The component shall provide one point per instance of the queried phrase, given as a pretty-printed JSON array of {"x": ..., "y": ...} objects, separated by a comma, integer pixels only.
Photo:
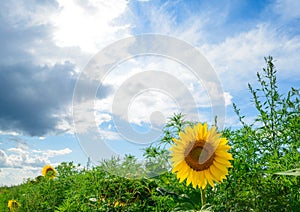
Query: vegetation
[{"x": 261, "y": 179}]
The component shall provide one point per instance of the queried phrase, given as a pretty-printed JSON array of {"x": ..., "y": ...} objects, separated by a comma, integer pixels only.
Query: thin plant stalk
[{"x": 203, "y": 198}]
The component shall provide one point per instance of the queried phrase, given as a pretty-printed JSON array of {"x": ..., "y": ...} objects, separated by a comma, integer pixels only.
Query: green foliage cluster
[{"x": 264, "y": 177}]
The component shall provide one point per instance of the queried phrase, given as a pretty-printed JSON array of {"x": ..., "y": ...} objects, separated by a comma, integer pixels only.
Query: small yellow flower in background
[
  {"x": 200, "y": 156},
  {"x": 49, "y": 171},
  {"x": 13, "y": 205}
]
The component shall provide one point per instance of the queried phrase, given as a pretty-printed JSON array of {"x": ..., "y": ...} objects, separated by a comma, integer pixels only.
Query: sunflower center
[{"x": 200, "y": 155}]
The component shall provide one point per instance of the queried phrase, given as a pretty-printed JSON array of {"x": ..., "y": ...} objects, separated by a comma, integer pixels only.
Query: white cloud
[
  {"x": 287, "y": 9},
  {"x": 238, "y": 58},
  {"x": 20, "y": 157},
  {"x": 89, "y": 25}
]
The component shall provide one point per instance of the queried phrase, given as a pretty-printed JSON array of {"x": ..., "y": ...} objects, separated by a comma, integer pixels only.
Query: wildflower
[
  {"x": 200, "y": 156},
  {"x": 49, "y": 171}
]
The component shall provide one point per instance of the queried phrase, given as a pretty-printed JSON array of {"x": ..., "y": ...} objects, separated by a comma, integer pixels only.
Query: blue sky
[{"x": 45, "y": 45}]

Exercise brief: Copy out every line of the items above, requests included, and scale each x and y coordinate in the answers by 1.45, rounding to whole numbers with halves going up. Leave the pictures out.

Written answer:
The component shall provide one point per instance of the queried phrase, given as a pretty-printed JSON array of {"x": ..., "y": ...} objects, separated by a comma, integer pixels only.
Photo:
Query: vegetation
[{"x": 378, "y": 260}]
The component shall provide one point per instance of the queried phrase, given as a pretty-printed JSON array of {"x": ..., "y": ...} objects, separated by a comma, integer pixels only.
Query: thin plant stalk
[{"x": 294, "y": 287}]
The component shall provide one point per instance of the queried phrase, given as a pretty-printed JSON array of {"x": ..., "y": ...} objects, separated by a comma, integer pixels only.
Query: green foliage cluster
[{"x": 383, "y": 257}]
The component shall provide one point per instance of the queried phrase, given as a pretty-printed JSON array of {"x": ..., "y": ...} objects, separated by a comma, integer pixels only.
Query: small yellow flower in background
[
  {"x": 290, "y": 226},
  {"x": 71, "y": 248},
  {"x": 19, "y": 297}
]
The component shall provide one point per instance of the queried phrase, given as a pretty-printed JSON array of {"x": ..., "y": ...} objects, separated by a comma, integer pixels only.
Query: sunflower center
[{"x": 290, "y": 225}]
The component shall provide one point per instance of the queried phrase, given as a pretty-printed JSON array of {"x": ..., "y": ...} objects, separated by a comma, integer pixels only.
Query: white cloud
[
  {"x": 416, "y": 13},
  {"x": 345, "y": 84},
  {"x": 29, "y": 228},
  {"x": 129, "y": 36}
]
The component shall provide one point per instance of the queried phrase, given as a pretty-printed JSON array of {"x": ..., "y": ...} objects, separated by a comma, integer pixels only.
Query: wildflower
[
  {"x": 290, "y": 226},
  {"x": 71, "y": 248}
]
The component shall provide one point per instance of the queried phrase, given as a pretty-printed JSON array of {"x": ..., "y": ...} objects, separated by a comma, integer pixels only.
Query: blue sky
[{"x": 65, "y": 65}]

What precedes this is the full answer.